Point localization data
---

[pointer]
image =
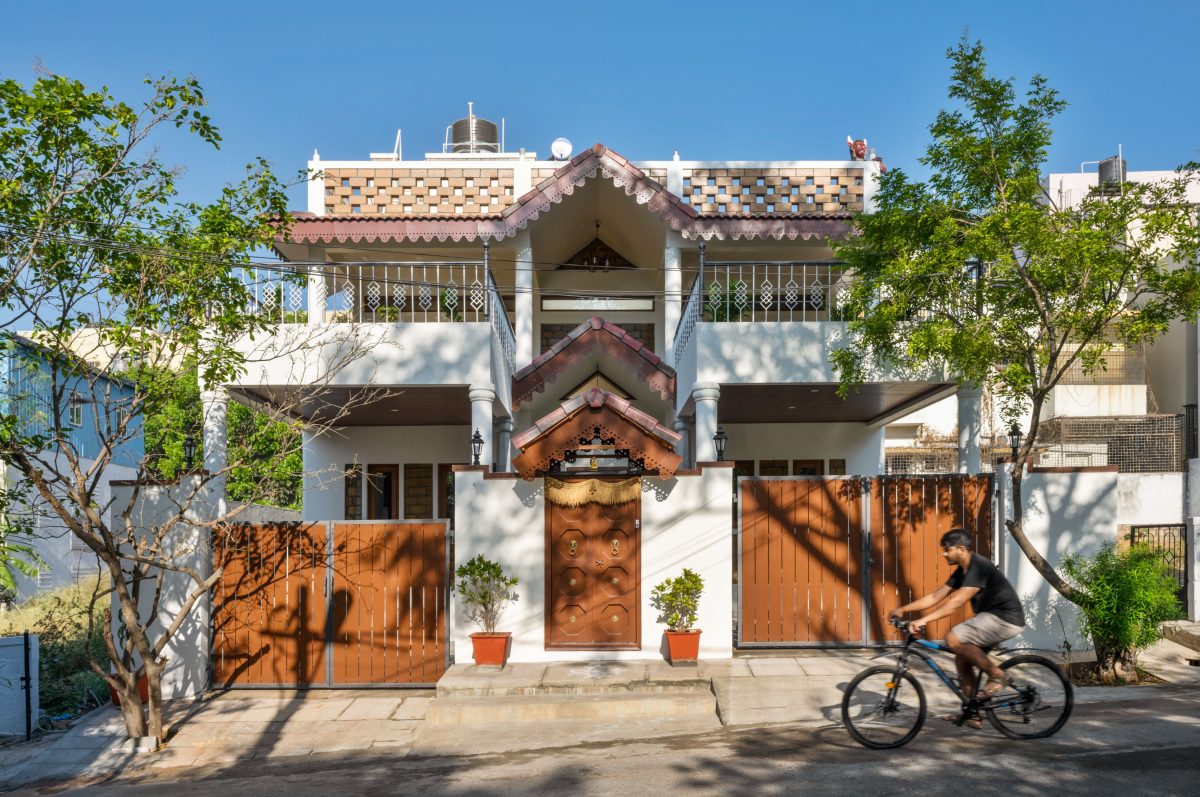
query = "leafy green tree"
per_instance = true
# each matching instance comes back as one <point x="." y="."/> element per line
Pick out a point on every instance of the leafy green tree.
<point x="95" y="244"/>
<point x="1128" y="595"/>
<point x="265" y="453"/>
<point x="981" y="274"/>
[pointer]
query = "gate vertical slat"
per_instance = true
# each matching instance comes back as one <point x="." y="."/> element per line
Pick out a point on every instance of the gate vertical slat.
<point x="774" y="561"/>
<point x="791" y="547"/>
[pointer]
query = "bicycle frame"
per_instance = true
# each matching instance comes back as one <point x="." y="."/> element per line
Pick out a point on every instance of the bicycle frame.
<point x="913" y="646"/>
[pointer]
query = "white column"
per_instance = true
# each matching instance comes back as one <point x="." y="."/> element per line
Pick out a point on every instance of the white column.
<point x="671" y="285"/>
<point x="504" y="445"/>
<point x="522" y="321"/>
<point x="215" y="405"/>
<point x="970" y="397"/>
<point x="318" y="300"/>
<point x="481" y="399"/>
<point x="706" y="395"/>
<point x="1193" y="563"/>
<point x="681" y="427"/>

---

▶ _What to work on_
Your job is to transcribe the entries above exactly; skip the pictures.

▶ _Task output_
[pointer]
image =
query = "leafy green tree"
per_instance = true
# each matching instance comes back as one <point x="." y="."/> element per line
Pick out a point on every instance of the leafy green tree.
<point x="95" y="244"/>
<point x="1128" y="595"/>
<point x="265" y="453"/>
<point x="981" y="274"/>
[pointer]
query = "gate vertical slat"
per_instance = true
# each matching instance comes back as one <point x="." y="."/> element per line
Pick out a point on every instance of the gate vertical slat.
<point x="774" y="561"/>
<point x="791" y="547"/>
[pointer]
query = "bicycle frame"
per_instance = true
# each matching instance comes back as one <point x="." y="."/> element per line
Pick out a point on every instance of the bicycle frame.
<point x="913" y="646"/>
[pointer]
query = "white column"
per_instance = true
# each matching instance comes back as one <point x="." y="."/> element per line
Pick out a point on every instance of the white column.
<point x="671" y="285"/>
<point x="504" y="445"/>
<point x="522" y="321"/>
<point x="215" y="405"/>
<point x="970" y="397"/>
<point x="318" y="300"/>
<point x="481" y="399"/>
<point x="706" y="395"/>
<point x="1193" y="563"/>
<point x="681" y="427"/>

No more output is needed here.